◆ Exercise brief:
Give again every line of the material from the line with "Exercise. Mark the grass" through the end of the material, both ends included. Multiply each coordinate in the answers by 0.7 and round to whole numbers, with halves rounded up.
──────── Record list
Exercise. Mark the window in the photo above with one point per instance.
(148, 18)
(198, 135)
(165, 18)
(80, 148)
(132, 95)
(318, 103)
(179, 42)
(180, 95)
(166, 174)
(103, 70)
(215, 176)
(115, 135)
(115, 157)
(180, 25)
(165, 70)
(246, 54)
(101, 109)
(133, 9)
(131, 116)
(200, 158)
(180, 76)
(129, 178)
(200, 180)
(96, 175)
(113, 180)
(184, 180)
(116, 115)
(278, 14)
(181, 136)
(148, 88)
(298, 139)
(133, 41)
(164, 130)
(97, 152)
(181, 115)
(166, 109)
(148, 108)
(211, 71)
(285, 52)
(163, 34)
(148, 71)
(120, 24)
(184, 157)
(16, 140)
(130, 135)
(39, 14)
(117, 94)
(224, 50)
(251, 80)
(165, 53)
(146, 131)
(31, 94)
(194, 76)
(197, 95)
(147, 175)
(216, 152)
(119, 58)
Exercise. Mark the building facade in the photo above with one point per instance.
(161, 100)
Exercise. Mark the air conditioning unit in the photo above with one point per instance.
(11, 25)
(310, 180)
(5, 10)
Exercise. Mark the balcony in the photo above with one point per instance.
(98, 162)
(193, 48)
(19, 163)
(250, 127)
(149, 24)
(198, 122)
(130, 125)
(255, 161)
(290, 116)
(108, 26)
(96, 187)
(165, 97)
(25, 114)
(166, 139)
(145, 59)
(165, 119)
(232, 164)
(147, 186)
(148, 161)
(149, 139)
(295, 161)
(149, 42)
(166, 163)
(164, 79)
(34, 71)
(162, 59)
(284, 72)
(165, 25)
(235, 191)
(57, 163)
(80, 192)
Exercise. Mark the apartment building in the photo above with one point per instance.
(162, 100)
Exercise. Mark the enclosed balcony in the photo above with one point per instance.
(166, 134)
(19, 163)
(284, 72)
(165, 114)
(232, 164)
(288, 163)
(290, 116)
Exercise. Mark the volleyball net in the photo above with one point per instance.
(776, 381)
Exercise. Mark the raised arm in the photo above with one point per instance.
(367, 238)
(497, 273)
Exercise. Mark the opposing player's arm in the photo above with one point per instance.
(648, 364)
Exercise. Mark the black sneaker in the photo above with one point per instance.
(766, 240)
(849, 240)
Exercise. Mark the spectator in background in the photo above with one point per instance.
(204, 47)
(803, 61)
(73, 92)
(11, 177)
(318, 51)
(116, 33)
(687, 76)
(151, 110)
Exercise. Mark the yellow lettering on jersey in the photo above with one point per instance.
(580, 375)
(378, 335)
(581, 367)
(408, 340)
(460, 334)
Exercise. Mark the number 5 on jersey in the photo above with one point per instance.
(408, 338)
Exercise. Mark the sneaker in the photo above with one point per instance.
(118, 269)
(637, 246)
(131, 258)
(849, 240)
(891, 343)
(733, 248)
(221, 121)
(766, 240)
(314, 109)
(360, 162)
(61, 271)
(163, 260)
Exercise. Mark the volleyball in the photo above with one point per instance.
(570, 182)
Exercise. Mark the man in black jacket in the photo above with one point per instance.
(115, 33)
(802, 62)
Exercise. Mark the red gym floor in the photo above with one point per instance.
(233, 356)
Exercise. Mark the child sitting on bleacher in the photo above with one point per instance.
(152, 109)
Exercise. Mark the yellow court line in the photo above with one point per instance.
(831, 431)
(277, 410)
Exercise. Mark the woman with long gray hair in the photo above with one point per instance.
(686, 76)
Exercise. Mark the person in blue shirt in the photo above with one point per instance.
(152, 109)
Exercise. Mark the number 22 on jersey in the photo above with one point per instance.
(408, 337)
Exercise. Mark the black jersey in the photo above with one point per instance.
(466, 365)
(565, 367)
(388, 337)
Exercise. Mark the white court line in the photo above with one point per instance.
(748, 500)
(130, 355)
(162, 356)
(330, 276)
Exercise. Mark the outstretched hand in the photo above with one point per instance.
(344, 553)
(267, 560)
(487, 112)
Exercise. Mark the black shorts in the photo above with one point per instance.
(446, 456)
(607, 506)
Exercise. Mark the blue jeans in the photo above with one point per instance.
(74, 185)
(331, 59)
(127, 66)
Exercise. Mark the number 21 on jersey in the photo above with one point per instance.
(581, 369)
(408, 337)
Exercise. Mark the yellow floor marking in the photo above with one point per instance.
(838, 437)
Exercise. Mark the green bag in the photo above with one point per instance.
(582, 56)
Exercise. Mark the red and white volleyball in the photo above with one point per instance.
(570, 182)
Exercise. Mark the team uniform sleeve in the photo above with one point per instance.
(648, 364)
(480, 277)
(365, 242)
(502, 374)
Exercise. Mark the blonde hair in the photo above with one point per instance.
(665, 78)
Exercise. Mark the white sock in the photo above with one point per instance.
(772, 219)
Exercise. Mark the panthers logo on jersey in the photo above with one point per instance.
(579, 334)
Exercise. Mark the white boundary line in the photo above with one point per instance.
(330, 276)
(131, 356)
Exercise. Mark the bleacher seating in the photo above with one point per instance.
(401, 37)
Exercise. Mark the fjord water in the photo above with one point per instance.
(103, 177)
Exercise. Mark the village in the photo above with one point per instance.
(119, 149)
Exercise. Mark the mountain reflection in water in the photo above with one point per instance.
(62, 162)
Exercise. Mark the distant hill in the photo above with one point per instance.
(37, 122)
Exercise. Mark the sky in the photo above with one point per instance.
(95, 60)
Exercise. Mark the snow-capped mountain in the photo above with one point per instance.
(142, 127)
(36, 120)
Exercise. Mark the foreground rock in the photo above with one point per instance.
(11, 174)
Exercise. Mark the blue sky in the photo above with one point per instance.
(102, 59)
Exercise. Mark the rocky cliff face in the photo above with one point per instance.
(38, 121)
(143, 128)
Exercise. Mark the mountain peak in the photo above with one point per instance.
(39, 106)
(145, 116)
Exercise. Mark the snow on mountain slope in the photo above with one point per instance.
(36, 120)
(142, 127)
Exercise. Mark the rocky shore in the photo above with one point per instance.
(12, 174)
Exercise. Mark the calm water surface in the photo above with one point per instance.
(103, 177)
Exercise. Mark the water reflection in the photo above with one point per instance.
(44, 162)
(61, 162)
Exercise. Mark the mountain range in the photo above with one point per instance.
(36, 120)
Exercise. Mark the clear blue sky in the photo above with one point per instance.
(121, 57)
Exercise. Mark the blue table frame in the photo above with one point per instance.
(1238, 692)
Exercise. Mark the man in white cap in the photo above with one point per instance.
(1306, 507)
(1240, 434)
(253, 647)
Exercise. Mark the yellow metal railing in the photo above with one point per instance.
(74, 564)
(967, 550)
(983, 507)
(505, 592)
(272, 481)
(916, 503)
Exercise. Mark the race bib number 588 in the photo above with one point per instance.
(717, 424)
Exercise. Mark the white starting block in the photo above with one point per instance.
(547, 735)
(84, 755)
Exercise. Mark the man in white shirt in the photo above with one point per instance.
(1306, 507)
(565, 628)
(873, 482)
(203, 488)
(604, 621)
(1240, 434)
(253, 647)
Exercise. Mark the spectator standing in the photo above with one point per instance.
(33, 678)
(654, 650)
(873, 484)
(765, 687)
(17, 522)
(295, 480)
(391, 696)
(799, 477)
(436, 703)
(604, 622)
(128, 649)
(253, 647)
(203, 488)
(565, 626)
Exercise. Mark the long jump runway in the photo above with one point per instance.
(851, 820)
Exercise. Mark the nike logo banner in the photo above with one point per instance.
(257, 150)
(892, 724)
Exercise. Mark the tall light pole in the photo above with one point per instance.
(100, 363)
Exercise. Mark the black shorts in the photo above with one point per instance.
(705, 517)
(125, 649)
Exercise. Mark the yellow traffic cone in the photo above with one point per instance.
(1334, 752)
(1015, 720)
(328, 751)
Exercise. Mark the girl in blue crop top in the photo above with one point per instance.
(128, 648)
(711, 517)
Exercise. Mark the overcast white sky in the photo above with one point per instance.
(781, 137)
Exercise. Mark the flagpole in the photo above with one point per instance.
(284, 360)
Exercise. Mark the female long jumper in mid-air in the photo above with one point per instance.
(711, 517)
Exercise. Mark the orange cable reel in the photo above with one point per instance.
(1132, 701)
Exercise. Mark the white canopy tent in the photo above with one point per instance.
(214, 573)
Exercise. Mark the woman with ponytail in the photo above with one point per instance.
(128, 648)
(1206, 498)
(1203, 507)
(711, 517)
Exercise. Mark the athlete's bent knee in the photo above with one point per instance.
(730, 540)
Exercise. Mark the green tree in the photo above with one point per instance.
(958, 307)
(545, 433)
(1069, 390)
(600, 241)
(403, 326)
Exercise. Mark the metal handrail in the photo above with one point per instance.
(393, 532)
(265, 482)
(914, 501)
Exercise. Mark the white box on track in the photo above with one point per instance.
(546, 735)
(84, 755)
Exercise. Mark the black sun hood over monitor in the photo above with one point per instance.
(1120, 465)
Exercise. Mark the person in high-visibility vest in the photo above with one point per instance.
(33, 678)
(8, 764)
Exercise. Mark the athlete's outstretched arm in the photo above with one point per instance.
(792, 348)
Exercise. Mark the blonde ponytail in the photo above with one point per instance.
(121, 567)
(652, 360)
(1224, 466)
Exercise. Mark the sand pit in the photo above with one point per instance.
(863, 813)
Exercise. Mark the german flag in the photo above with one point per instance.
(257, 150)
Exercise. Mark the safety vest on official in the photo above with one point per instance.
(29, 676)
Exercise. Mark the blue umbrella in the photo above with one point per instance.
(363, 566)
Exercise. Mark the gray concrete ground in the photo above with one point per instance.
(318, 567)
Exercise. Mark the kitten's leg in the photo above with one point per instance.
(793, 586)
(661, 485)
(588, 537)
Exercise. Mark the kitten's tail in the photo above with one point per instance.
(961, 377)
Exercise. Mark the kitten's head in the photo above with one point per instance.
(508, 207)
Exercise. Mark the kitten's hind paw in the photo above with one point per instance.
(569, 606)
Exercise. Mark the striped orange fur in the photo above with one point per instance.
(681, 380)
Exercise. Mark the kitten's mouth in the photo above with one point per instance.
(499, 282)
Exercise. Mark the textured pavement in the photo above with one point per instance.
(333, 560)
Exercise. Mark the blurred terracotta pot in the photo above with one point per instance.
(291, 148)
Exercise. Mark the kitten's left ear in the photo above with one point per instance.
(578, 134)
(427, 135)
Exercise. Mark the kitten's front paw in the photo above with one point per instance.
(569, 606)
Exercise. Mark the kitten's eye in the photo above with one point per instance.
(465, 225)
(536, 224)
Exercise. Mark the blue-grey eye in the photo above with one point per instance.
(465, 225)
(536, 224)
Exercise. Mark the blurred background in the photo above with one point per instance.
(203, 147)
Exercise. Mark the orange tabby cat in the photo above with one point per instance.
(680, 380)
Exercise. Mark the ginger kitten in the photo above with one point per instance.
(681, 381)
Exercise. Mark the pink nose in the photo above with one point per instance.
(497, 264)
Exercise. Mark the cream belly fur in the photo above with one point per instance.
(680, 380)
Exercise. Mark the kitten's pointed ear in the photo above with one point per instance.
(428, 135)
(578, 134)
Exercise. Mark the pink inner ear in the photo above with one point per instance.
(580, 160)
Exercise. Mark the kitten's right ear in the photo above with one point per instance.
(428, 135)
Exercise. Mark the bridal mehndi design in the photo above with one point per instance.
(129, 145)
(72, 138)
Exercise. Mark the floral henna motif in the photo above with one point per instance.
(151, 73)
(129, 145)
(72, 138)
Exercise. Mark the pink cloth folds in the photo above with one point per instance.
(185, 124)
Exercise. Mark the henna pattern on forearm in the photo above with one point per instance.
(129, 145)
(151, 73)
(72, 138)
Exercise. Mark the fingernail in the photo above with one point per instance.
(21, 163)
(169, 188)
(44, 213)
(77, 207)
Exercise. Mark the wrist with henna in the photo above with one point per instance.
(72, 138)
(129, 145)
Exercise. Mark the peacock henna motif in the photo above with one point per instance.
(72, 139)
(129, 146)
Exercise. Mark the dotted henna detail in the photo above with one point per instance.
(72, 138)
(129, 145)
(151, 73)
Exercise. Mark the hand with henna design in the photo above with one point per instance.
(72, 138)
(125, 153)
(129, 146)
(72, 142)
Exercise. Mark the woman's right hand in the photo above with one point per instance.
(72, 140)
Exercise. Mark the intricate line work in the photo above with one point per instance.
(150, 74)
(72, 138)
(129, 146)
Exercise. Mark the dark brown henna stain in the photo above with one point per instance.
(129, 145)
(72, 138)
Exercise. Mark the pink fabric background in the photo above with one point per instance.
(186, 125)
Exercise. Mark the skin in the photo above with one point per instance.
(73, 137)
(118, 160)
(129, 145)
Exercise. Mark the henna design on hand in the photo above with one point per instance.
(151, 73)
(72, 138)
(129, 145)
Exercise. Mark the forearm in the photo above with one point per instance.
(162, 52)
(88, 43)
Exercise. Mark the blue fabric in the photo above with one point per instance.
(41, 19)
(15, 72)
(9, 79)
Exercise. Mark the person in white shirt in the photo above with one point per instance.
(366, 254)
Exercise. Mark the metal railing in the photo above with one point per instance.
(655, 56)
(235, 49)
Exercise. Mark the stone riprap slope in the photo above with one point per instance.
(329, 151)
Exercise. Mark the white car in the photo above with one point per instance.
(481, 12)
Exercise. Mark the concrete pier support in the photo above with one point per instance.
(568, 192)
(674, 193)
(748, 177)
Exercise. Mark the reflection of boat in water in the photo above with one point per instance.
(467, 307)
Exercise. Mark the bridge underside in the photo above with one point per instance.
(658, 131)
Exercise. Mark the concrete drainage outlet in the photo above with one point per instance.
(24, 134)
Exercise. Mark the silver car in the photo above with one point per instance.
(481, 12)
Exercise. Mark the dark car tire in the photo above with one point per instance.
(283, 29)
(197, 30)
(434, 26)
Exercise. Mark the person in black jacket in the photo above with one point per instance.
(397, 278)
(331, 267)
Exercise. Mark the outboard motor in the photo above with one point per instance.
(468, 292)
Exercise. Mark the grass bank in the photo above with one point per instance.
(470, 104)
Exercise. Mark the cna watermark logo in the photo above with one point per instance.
────────────────
◆ Exercise answer:
Exercise. Mark the grass bank in the photo above with one point per instance.
(329, 73)
Exercise. Mark the cna watermark logo in the photo above with one point per instance.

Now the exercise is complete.